Le 24 octobre 1956, Aimé Césaire, député de la Martinique, adressait à Maurice Thorez, secrétaire-général du Parti Communiste Français à l’époque, sa démission du PCF et de son groupe parlementaire, car il considère « qu’il n’y aura jamais de variante africaine, ou malgache, ou antillaise du communisme« .
Il crée deux ans plus tard avec quelques compagnons parmi lesquels Pierre Aliker, Aristide Maugée et Georges Marie-Anne, le Parti progressiste martiniquais (P.P.M.).
Dans une interview à Khalid Chraibi, en avril 1965 à Paris, à l’occasion de la création, au théâtre de l’Odéon de Paris, de sa pièce « La Tragédie du Roi Christophe », dans une mise en scène de Jean Marie Serreau, Aimé Césaire déclare à propos de l’indépendance : » Mais toute la dignité de l’homme vient de ce qu’il préfère la liberté difficile à l’esclavage et la soumission faciles. C’est de cela que les pays nouvellement indépendants doivent prendre conscience, c’est de cela que le Roi Christophe a pris conscience… Sekou Touré a très bien exprimé cela en répondant au Général de Gaulle : « Nous préférons la pauvreté dans la liberté à l’opulence dans l’esclavage. » «
Lors du IIIe Congrès du parti les 12 et 13 août 1967, le P.P.M. adopta le mot d’ordre d’autonomie.

----------

- [Exercices à traiter]:
1. Dans l'extrait sur Aimé Césaire, relevez tous les compagnons nommés avec lesquels il crée le Parti progressiste martiniquais.
2. Renvoyez à l'identique le passage de l'extrait sur Aimé Césaire qui commence aux mots « Le 24 octobre » et s'arrête après « progressiste martiniquais (P.P.M.). ».

- [Matériel fourni]:
----------

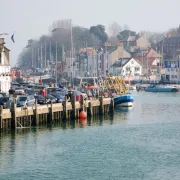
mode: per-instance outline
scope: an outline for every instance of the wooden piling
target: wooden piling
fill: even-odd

----------

- [Corrigé]:
1. Pierre Aliker, Aristide Maugée, Georges Marie-Anne

2.
Le 24 octobre 1956, Aimé Césaire, député de la Martinique, adressait à Maurice Thorez, secrétaire-général du Parti Communiste Français à l’époque, sa démission du PCF et de son groupe parlementaire, car il considère « qu’il n’y aura jamais de variante africaine, ou malgache, ou antillaise du communisme« .
Il crée deux ans plus tard avec quelques compagnons parmi lesquels Pierre Aliker, Aristide Maugée et Georges Marie-Anne, le Parti progressiste martiniquais (P.P.M.).